* **DIRECTIONS**: Copy only this range: the line with "Query: logo watermark" through the final line of the material, inclusive at both ends.

* **RECORDS FOR THE EXERCISE**:
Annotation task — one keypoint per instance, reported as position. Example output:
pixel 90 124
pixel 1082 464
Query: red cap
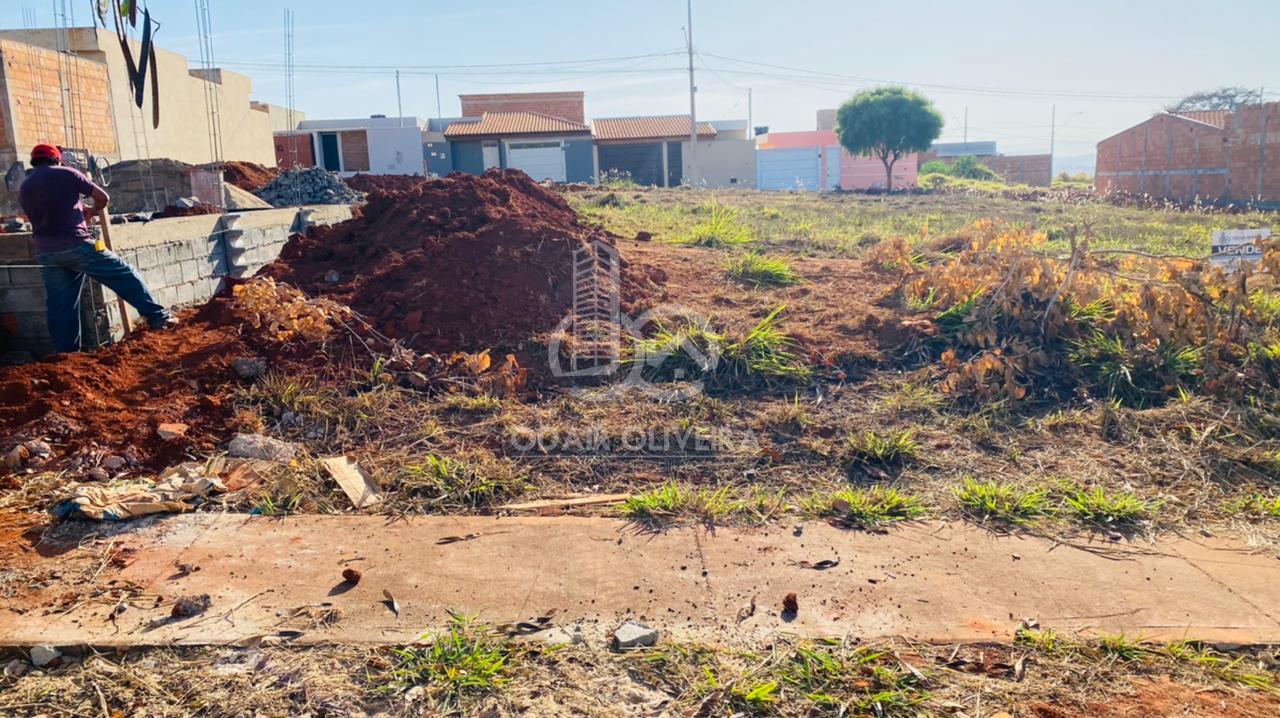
pixel 46 152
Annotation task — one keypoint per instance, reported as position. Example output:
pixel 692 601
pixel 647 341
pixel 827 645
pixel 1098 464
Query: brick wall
pixel 33 104
pixel 1015 169
pixel 182 260
pixel 355 150
pixel 566 105
pixel 287 143
pixel 1255 160
pixel 1179 159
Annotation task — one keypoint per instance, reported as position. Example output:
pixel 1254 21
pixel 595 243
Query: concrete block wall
pixel 183 261
pixel 1185 160
pixel 35 108
pixel 1014 169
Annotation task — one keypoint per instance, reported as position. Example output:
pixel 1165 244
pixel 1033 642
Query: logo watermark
pixel 604 351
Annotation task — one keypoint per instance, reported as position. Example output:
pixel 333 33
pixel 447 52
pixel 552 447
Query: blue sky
pixel 1104 64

* **ANSWER BOX**:
Query: logo watermark
pixel 604 351
Annotation task — one keypoint per instance, reported as position. Example output:
pixel 333 33
pixel 447 52
pixel 552 447
Query: blue sky
pixel 1104 64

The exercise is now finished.